TESTO FORNITO:
3. Convenzione dell'Aja 25 ottobre 1980 ratificata in Italia con l. n. 64/1994 sugli aspetti civili della sottrazione internazionale dei minori ed entrata in vigore il 23 aprile dell'anno successivo (1995).

4. Regolamento UE n. 1111/2019, che ha sostituito, dal 1° agosto 2022, il Regolamento UE 2201/2003 (c.d. Bruxelles II bis) sulla competenza, riconoscimento ed esecuzione delle decisioni in materia matrimoniale, di responsabilità genitoriale e in tema di rientro dei minori sottratti o illecitamente trattenuti.

Il filo che lega questi quattro testi normativi è la volontà di assicurare, attraverso una piena cooperazione internazionale tra Stati e il rafforzamento del principio internazionale di fiducia reciproca, la tempestiva tutela dei diritti dei minori sottratti o illecitamente trattenuti e, in più in generale, di assicurare il loro diritto alla piena bi-genitorialità.

1) la Convenzione di Lussemburgo è applicabile ai soli Stati membri del Consiglio d'Europa, salva la possibilità di adesione di altri Stati. Mira a facilitare il riconoscimento e l'esecuzione di provvedimenti giudiziari riguardanti l'affidamento di minori infra-sedicenni nel territorio dell'Unione europea, se validamente assunti in uno degli Stati contraenti. La sua applicazione presuppone l'esistenza di un provvedimento esecutivo legittimamente emesso dalle Autorità di uno Stato contraente prima del trasferimento e relativo all'affidamento o che, dopo il trasferimento, sia stato pronunciato un provvedimento sull'affidamento, dichiarativo dell'illiceità del trasferimento stesso.

2) La Convenzione de L'Aja del 1996 sulla competenza, la legge applicabile, il riconoscimento, l'esecuzione e la cooperazione in materia di responsabilità genitoriale e di misure di protezione dei minori, applicabile a tutti gli Stati firmatari. La Convezione, oltre a ribadire la generale competenza del solo giudice della residenza abituale relativamente a tutti gli aspetti della filiazione (custodia, collocazione, frequentazioni con i genitori e aspetti patrimoniali), riafferma gli elementi costitutivi della sottrazione e del trattenimento illeciti e mutua le disposizioni che governano l'impianto procedurale di cui alla più specifica Convenzione Aja del 25 ottobre 1980 e dei Regolamenti europei parimenti ad essa ispirati.

3) La Convenzione de L'Aja del 25 ottobre 1980 è applicabile a tutti gli Stati firmatari, a prescindere dall'esistenza o meno di un titolo giuridico (provvedimento sull'affidamento o attestante l'illegittimità del trasferimento). Scopo della Convenzione è assicurare l'immediato ritorno del minore di età inferiore ai 16 anni, illegittimamente sottratto o illegittimamente trattenuto oltre i confini del Paese di sua abituale residenza, senza l'assenso dell'altro genitore esercente la responsabilità parentale. L'obiettivo, nella sostanza, è di ristabilire, in un tempo brevissimo, la situazione di fatto preesistente l'evento sottrattivo o il trattenimento illecito.

OBIETTIVO 1: Estrai dalle voci qui sotto ogni riga che contiene la parola "pickup".

VOCI DEL DATASET:
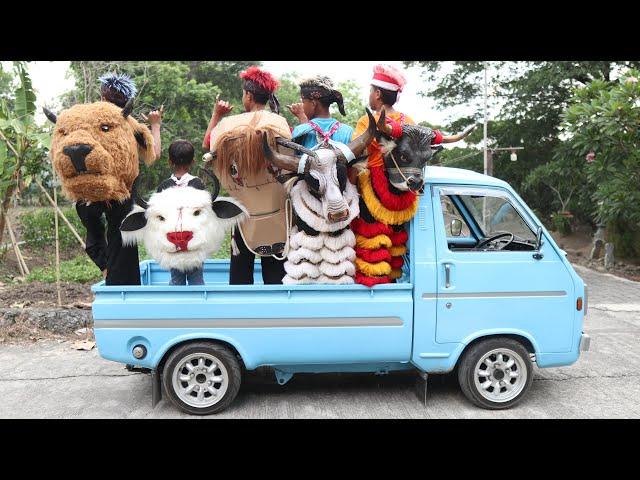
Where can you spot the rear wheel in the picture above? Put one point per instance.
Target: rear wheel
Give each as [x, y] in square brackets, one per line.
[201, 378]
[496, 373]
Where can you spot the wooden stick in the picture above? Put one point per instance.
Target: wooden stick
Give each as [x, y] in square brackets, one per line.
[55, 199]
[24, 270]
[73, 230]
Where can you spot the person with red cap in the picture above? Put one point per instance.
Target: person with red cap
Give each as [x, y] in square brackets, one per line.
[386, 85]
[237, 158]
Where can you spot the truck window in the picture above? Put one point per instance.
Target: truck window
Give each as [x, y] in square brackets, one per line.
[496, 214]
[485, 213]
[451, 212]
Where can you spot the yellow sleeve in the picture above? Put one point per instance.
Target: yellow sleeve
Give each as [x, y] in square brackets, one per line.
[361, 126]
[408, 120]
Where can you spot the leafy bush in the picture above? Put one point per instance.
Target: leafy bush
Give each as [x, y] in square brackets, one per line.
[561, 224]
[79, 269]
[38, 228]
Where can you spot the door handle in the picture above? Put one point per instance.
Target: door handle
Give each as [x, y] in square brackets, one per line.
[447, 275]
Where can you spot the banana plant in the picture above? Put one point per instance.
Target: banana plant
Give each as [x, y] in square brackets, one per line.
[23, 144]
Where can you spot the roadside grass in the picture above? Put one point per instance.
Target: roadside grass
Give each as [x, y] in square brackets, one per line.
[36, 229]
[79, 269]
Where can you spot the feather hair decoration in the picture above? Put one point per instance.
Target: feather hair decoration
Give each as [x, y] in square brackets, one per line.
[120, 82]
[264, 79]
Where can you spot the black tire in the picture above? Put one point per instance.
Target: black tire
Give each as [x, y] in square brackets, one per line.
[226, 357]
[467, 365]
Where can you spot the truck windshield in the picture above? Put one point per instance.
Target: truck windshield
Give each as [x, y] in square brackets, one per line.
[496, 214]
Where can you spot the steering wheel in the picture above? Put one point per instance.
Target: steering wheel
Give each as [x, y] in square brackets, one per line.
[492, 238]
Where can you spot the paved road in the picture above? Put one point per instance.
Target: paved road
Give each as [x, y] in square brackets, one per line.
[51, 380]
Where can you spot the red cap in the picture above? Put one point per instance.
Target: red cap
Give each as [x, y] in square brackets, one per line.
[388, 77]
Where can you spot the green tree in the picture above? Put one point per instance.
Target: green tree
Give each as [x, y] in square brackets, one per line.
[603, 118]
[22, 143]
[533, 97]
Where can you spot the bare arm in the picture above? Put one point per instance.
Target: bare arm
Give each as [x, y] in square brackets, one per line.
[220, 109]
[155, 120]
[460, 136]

* * *

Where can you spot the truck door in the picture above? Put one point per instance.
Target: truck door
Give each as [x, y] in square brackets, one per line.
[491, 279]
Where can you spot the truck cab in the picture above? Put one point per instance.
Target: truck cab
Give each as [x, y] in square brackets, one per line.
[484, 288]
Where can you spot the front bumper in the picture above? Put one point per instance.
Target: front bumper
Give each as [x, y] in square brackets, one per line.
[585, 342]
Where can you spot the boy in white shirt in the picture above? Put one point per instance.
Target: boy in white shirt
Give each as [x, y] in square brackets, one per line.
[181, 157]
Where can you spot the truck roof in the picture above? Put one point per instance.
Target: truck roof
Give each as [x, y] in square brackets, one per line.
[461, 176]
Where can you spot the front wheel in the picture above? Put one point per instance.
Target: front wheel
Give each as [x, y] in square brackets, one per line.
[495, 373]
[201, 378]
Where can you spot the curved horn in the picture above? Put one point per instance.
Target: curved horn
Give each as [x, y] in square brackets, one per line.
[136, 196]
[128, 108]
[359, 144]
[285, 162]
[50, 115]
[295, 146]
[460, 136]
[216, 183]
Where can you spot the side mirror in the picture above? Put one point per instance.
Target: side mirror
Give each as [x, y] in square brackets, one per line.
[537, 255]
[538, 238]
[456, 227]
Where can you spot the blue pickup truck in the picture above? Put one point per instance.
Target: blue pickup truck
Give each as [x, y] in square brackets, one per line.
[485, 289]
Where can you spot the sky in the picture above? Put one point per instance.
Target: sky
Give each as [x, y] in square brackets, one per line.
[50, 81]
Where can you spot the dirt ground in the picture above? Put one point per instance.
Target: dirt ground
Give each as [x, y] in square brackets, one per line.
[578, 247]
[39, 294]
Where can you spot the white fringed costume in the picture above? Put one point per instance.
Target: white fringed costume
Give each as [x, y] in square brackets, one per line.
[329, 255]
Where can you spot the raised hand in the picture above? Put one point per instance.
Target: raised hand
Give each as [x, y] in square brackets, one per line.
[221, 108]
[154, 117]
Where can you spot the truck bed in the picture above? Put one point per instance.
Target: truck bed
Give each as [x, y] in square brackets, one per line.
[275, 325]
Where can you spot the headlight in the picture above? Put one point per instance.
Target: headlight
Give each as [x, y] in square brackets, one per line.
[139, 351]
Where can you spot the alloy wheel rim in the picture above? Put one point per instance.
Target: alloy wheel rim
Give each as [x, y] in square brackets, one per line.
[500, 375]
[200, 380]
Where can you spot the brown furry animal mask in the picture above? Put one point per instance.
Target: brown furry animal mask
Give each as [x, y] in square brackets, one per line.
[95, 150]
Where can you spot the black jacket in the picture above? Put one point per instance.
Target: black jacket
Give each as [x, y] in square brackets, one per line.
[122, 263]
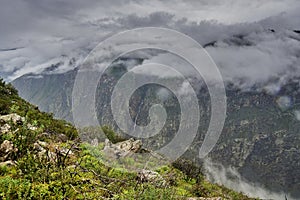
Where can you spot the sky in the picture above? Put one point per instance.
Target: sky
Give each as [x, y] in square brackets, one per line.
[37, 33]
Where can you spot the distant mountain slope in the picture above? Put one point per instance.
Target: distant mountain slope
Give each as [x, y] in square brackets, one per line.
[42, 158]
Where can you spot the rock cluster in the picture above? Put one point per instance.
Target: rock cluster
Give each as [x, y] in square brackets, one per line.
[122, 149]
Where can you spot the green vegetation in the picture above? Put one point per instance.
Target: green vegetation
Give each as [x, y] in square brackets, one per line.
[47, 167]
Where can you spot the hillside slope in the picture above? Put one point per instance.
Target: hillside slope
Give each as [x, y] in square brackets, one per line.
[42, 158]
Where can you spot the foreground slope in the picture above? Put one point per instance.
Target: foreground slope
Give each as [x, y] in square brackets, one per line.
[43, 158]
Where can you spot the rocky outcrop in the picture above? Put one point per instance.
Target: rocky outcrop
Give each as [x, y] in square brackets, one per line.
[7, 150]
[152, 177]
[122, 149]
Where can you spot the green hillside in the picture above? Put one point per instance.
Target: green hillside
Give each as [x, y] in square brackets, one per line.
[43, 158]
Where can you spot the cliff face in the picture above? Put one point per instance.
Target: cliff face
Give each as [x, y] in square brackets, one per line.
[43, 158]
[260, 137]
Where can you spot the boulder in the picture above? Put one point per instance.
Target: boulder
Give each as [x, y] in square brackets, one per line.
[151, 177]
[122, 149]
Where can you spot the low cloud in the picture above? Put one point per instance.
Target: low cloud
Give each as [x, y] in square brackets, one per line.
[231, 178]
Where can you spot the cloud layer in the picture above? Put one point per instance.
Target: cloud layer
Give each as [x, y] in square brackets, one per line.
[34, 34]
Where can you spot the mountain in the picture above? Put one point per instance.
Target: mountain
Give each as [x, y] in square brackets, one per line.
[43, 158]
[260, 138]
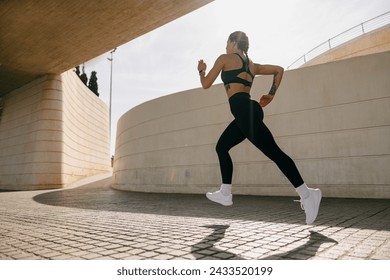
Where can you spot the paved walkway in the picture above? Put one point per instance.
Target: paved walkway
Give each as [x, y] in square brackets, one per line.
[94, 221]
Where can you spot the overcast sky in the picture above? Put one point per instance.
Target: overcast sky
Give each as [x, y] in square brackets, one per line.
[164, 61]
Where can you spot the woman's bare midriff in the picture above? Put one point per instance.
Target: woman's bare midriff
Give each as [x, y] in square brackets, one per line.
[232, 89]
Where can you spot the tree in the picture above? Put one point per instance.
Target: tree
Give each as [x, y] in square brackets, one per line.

--

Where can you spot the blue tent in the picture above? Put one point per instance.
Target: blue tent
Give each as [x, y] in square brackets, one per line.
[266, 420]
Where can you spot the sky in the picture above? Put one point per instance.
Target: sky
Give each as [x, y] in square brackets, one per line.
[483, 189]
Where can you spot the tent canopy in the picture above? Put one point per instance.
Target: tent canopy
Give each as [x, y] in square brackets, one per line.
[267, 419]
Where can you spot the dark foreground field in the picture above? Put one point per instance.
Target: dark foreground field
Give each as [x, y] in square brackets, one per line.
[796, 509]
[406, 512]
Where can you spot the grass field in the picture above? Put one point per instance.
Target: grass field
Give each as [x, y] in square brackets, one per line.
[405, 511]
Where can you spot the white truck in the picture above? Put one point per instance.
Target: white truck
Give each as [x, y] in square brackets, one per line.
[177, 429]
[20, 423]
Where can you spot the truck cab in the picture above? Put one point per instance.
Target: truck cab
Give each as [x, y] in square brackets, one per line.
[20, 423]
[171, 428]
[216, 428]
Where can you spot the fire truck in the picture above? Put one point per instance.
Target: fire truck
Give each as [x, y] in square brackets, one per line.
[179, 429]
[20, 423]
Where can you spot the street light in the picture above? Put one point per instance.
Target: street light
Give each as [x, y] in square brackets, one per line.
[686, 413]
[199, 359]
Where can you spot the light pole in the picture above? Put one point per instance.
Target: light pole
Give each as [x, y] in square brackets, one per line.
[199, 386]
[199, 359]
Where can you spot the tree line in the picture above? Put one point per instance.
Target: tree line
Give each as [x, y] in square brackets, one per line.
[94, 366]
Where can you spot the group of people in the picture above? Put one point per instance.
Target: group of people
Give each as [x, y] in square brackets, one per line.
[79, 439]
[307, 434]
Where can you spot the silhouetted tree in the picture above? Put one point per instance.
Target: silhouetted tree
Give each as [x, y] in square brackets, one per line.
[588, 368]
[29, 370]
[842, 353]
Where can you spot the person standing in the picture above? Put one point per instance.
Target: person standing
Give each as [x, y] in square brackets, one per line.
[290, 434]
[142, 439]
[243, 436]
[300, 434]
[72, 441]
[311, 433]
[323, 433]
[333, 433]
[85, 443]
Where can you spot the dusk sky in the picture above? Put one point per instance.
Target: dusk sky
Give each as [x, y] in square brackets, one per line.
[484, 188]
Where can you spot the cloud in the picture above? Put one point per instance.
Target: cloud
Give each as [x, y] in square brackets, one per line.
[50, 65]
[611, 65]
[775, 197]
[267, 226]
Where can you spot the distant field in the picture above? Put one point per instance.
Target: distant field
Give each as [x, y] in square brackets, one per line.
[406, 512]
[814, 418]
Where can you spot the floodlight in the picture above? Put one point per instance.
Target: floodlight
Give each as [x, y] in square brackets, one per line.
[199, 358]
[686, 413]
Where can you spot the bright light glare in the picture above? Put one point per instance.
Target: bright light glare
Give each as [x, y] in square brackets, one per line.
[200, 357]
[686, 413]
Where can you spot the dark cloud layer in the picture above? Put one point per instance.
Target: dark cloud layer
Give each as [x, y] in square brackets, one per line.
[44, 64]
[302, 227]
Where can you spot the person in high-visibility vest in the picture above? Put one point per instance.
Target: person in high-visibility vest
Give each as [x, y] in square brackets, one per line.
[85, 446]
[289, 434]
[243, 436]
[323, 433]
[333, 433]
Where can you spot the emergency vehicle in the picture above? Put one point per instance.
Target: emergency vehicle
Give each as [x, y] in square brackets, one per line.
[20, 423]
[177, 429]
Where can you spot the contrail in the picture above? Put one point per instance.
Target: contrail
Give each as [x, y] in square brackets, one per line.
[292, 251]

OBIETTIVO 2: Riprendi il testo sulla sottrazione internazionale dei minori, riportato sopra prima delle voci, e proseguilo dopo la sua ultima frase.

RISPOSTA 1:
Where can you spot the blue pickup truck in the picture above? Put one point per instance.
Target: blue pickup truck

RISPOSTA 2:
4) Il Regolamento UE n. 1111/2019 è applicabile e vincolante tra gli Stati membri dell'UE (eccetto la Danimarca) ed è frutto della rivisitazione del precedente Regolamento 2201/2003 (anche detto: Bruxelles II-bis). Detto Regolamento - adottato il 25 giugno 2019 dal Consiglio UE e pubblicato il 2 luglio 2019 nella Gazzetta Ufficiale dell'Unione europea “relativo alla competenza, al riconoscimento e all'esecuzione delle decisioni in materia matrimoniale e in materia di responsabilità genitoriale, e alla sottrazione internazionale di minori - ha sostituito, a partire dal 1° agosto 2022, il Regolamento UE 2201/2003 Bruxelles II-bis in tutti i Paesi membri dell'Unione, sempre con l'eccezione della Danimarca.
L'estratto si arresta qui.